* _Data to use_:
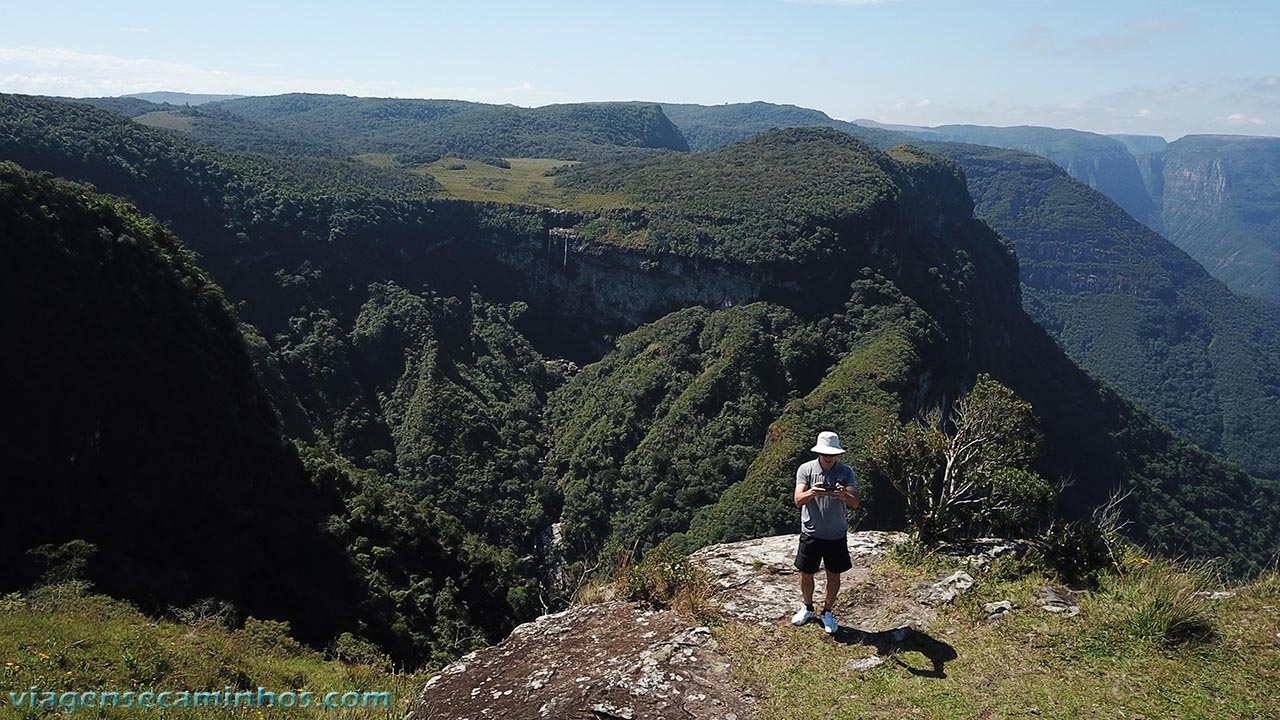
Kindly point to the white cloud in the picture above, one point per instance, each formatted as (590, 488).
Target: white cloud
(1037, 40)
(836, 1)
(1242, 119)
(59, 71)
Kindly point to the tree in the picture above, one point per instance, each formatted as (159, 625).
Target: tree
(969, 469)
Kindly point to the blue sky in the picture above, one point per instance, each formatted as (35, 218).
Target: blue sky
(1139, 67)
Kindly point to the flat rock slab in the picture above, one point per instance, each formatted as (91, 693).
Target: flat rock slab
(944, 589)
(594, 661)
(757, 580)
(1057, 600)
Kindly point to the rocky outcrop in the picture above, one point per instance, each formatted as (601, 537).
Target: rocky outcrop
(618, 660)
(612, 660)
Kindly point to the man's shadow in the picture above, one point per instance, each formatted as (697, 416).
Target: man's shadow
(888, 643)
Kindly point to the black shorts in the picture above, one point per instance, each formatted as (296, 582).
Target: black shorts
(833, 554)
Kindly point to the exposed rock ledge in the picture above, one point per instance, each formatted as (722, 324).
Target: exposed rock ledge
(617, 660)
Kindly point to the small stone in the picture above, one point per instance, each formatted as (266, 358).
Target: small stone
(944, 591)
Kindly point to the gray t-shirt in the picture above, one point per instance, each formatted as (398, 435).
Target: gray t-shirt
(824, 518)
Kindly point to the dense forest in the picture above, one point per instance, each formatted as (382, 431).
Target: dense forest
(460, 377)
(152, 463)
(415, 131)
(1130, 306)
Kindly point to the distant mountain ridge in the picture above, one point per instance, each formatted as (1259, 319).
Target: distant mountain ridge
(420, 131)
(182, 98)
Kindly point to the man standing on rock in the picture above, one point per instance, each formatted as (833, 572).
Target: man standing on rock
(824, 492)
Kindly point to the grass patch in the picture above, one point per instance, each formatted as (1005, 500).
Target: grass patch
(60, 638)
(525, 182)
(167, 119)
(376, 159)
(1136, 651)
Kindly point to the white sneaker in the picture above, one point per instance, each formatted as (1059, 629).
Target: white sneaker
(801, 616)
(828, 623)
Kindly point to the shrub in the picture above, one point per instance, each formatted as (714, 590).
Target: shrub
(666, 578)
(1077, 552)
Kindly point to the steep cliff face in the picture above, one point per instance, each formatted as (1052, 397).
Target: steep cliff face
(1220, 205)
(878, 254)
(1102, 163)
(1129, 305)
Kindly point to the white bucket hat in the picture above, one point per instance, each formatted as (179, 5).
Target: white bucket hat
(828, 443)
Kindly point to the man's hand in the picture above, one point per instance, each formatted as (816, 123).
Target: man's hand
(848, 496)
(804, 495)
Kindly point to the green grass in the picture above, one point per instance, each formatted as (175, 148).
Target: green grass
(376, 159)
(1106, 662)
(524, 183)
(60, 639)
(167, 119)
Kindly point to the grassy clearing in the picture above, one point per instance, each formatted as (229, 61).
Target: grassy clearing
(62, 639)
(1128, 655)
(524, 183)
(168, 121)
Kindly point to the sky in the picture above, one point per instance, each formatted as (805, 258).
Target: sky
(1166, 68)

* _Exercise objective_: The records above are to be repeated exactly, with every picture removed from the copy.

* _Answer box_:
Kindly point to the white cloud in the picture above, one point per instance, each formatted as (590, 488).
Target: white cloud
(1037, 40)
(836, 1)
(1242, 119)
(59, 71)
Kindly point to the tree in the picture above, one point per instance, each formatted as (159, 625).
Target: tree
(969, 469)
Kindly point to the blue sky in the picture above, one point per instance, each formatted as (35, 218).
Target: blue sky
(1139, 67)
Kindly point to the flat rock slab in the picture above, one point per instance, each formatted as (91, 693).
Target: flat rock slab
(944, 589)
(594, 661)
(757, 580)
(1057, 600)
Kindly point to the rocky outcrop in the picture above, one point per instance, each formatted as (601, 537).
Target: rocky outcrop
(618, 660)
(612, 660)
Kindly point to the man's shadow in the picture above, one point per instance, each formatted as (697, 416).
Target: man's shadow
(888, 643)
Kindly point to the black shorts in the picture above, one point per instance, each formatted as (296, 582).
Target: black shorts
(833, 554)
Kindly point to the exposed rock ledge in the picture above, one point per instance, each formatted as (722, 324).
Target: exposed rock ledge
(617, 660)
Kindly point to the small stone in the picture above, one point per instance, each formatted as (266, 358).
Target: small stone
(944, 591)
Kindly point to the gray t-shirt in the picture above, one point per instance, each formatted as (398, 435).
Target: gray t-shirt
(824, 518)
Kindly point to the dense forest in the picture above, one point per instance, each formatted as (382, 431).
Target: dense forest
(460, 377)
(152, 463)
(415, 131)
(1130, 306)
Kindly point to the distant mountain ridge in the picture above, one point per instance, each formatted as (1259, 319).
Target: distant mountain ridge
(420, 131)
(182, 98)
Kindly point to the man standing on rock in the picture above, one point per instance, each formatted as (833, 572).
Target: man standing on rock
(824, 492)
Kindly point to the grass patch in the picture above, one point per instance, each formatted as (1005, 500).
Target: grass patch
(60, 638)
(525, 182)
(167, 119)
(376, 159)
(1136, 651)
Kindly point to the white sneaker in the picture above, one point per instance, each formatted as (1059, 629).
Target: white sneaker
(801, 616)
(828, 623)
Kindly point to the shrub in the picture above, one point per instance, each formatted as (714, 590).
Target: shrub
(666, 578)
(1077, 552)
Kindly point to the steep cliff face in the picture above, one point per instance, each formatted as (1052, 397).
Target: steep cliff face
(1220, 205)
(878, 254)
(1102, 163)
(1129, 305)
Kindly point to the white bucket hat in the picture above, one point per instance, each formatted as (179, 5).
Target: white bucket hat
(828, 443)
Kindly point to the man's hand in the picture above, one point per instance, each formatted as (816, 123).
Target: man's hand
(848, 496)
(804, 495)
Kindly point to the green grass in the picture above, one point per instance, each formatted as (175, 148).
Target: green grass
(376, 159)
(1106, 662)
(524, 183)
(60, 639)
(167, 119)
Kindly point to the grassy clearing in the picture above, one point per instance, each formatted as (229, 61).
Target: grassy clearing
(62, 639)
(1128, 655)
(524, 183)
(168, 121)
Kindly point to the sky in the picture above, one point per instance, each formatted as (805, 258).
Target: sky
(1166, 68)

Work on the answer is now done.